#### [Your task]
Give back only the lines that run from the one containing "the blue sky" through the one containing "x=415, y=89", switching every "patio chair" to "deck chair" and leaving all else unchanged.

#### [Provided information]

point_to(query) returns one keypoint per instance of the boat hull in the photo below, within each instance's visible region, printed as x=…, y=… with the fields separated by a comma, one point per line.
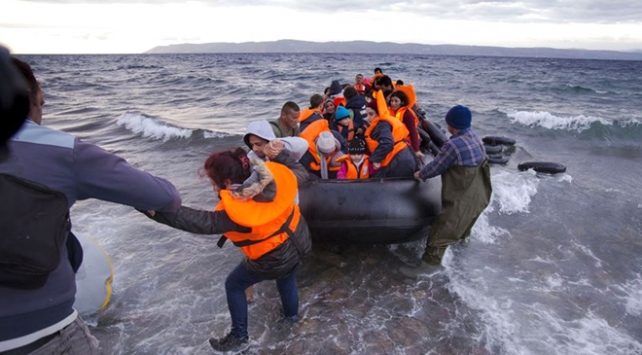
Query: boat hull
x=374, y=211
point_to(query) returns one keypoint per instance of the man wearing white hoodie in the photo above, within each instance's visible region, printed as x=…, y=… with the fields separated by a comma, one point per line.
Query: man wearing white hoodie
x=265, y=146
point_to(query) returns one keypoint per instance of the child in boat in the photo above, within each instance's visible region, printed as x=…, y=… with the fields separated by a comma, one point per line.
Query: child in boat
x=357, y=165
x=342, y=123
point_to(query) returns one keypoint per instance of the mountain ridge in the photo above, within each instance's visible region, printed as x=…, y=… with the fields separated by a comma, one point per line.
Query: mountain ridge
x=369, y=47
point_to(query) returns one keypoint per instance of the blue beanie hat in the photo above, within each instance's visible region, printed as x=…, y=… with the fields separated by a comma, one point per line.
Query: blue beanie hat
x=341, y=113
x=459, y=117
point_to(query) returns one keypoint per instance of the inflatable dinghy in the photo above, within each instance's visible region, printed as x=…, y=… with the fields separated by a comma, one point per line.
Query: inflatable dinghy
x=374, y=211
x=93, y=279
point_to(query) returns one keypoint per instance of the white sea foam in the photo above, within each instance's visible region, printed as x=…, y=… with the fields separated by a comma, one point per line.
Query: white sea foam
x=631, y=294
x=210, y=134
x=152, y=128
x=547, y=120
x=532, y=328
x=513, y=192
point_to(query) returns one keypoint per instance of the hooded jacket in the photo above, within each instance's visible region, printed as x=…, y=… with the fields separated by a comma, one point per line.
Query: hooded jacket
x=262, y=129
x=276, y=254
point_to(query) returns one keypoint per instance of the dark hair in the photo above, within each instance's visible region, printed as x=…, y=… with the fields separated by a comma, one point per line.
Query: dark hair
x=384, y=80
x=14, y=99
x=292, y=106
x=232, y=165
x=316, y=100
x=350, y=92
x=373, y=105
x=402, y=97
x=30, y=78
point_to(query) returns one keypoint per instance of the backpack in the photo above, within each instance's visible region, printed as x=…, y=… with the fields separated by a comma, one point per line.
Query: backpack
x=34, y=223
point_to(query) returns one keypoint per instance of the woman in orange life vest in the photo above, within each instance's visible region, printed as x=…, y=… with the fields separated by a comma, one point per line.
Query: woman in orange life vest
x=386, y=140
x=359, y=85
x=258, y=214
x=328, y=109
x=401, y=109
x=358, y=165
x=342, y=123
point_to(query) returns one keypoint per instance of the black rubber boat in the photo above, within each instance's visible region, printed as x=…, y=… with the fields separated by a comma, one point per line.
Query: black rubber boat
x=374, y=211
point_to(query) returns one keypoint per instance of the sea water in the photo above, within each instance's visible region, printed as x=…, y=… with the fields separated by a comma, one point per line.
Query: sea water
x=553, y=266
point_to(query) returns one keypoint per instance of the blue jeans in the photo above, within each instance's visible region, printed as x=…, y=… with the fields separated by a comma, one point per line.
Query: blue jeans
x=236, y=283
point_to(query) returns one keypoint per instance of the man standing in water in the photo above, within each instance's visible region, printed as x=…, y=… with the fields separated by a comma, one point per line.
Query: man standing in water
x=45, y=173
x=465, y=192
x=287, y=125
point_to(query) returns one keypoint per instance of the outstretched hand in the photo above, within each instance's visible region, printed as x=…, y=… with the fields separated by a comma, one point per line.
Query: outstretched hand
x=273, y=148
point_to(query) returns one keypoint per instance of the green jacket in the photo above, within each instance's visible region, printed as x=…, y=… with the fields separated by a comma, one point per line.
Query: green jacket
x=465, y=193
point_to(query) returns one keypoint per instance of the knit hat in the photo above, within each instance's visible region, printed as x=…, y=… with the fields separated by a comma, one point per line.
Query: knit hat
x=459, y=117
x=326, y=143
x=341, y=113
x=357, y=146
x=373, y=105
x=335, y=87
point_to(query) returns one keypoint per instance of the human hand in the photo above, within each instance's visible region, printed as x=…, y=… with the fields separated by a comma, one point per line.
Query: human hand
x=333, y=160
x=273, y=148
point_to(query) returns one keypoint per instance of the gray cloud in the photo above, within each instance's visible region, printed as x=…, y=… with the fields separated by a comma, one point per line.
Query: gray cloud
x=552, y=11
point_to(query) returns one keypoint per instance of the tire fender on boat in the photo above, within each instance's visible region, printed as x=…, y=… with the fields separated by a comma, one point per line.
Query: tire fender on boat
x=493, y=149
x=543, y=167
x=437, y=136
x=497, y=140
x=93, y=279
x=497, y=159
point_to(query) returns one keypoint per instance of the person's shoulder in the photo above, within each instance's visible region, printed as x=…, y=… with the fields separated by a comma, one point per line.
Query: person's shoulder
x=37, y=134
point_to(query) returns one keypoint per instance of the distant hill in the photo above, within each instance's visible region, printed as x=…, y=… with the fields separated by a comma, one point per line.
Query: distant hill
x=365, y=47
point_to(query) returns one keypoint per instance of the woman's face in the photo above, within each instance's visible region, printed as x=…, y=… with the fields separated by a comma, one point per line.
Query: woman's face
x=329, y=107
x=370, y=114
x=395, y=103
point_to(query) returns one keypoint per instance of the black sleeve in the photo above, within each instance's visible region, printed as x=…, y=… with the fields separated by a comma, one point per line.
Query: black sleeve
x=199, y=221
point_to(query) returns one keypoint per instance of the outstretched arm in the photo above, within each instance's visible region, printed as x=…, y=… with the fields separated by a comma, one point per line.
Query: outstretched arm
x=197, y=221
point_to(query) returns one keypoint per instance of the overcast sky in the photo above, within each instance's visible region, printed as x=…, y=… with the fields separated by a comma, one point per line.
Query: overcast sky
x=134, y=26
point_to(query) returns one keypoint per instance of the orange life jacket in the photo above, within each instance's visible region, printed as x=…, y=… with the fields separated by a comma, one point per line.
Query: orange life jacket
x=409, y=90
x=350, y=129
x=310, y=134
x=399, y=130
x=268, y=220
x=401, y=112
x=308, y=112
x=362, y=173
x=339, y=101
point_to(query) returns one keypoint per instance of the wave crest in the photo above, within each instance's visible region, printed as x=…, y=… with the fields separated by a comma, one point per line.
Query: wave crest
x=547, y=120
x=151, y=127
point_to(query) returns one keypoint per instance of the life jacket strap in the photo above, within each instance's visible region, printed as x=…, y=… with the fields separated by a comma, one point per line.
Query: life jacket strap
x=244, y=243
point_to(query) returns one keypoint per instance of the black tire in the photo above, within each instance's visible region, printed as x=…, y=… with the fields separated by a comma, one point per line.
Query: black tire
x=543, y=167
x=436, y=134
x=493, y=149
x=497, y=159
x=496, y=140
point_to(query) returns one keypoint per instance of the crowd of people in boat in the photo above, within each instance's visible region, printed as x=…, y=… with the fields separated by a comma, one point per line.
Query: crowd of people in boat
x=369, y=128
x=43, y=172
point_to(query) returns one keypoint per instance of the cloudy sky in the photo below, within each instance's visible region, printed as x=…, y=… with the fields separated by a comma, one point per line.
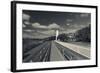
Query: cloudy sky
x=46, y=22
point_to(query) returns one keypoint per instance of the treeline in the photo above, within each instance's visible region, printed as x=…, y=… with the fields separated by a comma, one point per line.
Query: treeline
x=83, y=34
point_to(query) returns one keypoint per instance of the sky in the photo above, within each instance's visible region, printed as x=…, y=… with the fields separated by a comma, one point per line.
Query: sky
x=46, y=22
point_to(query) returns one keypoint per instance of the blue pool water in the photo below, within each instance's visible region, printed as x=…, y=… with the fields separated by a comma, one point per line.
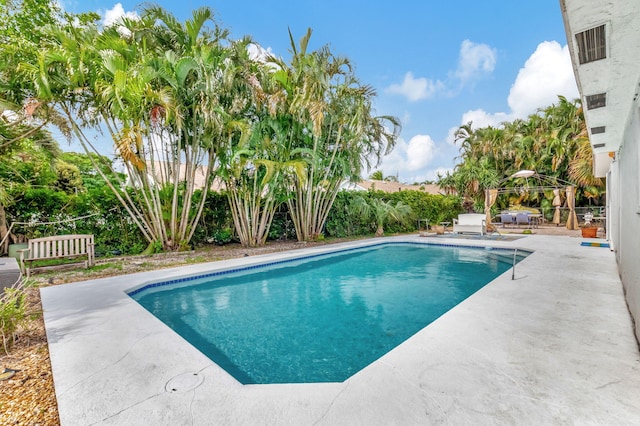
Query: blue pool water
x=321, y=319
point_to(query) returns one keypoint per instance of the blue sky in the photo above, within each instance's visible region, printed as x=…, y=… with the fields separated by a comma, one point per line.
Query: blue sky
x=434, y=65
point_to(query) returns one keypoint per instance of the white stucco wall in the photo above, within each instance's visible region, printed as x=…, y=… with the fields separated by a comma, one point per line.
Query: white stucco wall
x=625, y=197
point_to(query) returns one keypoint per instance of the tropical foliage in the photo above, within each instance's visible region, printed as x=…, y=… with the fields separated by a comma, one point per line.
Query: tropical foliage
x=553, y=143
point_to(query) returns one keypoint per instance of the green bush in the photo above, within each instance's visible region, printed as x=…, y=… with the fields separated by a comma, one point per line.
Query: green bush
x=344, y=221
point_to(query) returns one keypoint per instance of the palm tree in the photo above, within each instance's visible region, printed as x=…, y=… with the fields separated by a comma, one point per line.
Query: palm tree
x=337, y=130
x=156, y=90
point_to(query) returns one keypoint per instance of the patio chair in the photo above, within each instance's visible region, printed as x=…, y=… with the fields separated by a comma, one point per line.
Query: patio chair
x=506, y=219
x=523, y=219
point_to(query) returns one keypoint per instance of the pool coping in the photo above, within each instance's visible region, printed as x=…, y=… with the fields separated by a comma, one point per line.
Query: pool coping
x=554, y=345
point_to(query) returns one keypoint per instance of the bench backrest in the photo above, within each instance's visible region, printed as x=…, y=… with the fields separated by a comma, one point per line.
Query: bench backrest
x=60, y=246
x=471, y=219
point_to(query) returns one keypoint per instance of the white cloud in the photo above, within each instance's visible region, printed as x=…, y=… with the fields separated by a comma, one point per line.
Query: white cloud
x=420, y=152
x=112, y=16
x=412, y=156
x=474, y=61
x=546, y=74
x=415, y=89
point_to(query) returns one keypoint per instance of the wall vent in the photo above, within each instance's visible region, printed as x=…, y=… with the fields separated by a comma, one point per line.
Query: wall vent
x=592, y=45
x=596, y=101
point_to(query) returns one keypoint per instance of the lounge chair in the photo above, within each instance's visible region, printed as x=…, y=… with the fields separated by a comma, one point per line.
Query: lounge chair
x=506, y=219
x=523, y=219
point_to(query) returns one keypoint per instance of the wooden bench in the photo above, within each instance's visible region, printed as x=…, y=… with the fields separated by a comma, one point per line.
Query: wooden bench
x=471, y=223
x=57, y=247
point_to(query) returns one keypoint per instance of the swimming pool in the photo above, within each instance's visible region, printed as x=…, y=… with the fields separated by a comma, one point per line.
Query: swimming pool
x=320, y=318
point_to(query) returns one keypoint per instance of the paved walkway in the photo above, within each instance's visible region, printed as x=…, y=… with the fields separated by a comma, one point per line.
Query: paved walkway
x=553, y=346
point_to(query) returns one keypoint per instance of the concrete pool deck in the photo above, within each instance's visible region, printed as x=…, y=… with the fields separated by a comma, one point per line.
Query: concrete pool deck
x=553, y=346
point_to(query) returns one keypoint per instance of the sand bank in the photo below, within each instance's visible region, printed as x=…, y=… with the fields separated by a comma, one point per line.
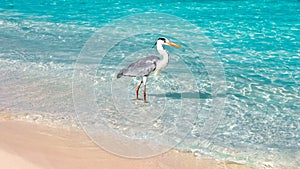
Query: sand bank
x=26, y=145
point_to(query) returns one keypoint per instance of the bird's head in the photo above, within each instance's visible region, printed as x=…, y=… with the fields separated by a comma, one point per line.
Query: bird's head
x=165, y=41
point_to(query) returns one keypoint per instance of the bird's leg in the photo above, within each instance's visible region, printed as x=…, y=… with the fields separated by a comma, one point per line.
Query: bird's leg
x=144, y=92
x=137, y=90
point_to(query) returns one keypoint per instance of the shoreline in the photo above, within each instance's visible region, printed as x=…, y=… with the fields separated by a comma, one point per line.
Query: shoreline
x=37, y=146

#### [Exercise result]
point_to(query) returns one keypoint per instance of the blue sky in the photo above, within each instance's visible region, printed as x=…, y=… with the fields separated by a comma, one point per line.
Query: blue sky
x=434, y=65
point_to(query) returns one keypoint per instance of the white stucco wall in the photo above, within each instance's visible region, printed as x=…, y=… with the fields separated by a comma, one point per line.
Query: white stucco wall
x=625, y=197
point_to(query) returns one keypoint per instance of the tropical foliage in the photo above, within each instance's visible region, printed as x=…, y=… with the fields separated by a comma, one point per line.
Query: tropical foliage
x=553, y=143
point_to(query) returns one keypoint per instance of the green bush in the photo above, within each instance's visible region, printed as x=…, y=… with the fields separated by a comma, one point per line.
Query: green bush
x=344, y=221
point_to(query) returns one keypoint per instance of the palm tree in the photo above, within each instance's visible region, printed as x=…, y=… with the fields separated by a comma, one point per line.
Query: palm tree
x=337, y=130
x=156, y=90
point_to(query) returns one keypoint per instance of the deck chair in the photo above, within each instance's visible region, printed as x=…, y=… with the fields separated by a comma, one point per line.
Query: deck chair
x=506, y=219
x=523, y=219
point_to(query) returns one keypoint per instance of the pool coping in the photo above, within each instance's visible region, printed as x=…, y=… with the fields separated by a comma, one point per line.
Query: pool coping
x=554, y=345
point_to(query) returns one keypoint per instance of the bench backrest in the photo above, within each instance's visible region, printed as x=…, y=… with the fields separated by a comma, one point per line.
Query: bench backrest
x=60, y=246
x=471, y=219
point_to(query) returns one keypoint per instance of the white cloud in the photo above, within each instance's visible region, printed as x=…, y=… with the fields separated by a comma, one point per line.
Query: white cloud
x=420, y=152
x=112, y=16
x=412, y=156
x=474, y=61
x=546, y=74
x=415, y=89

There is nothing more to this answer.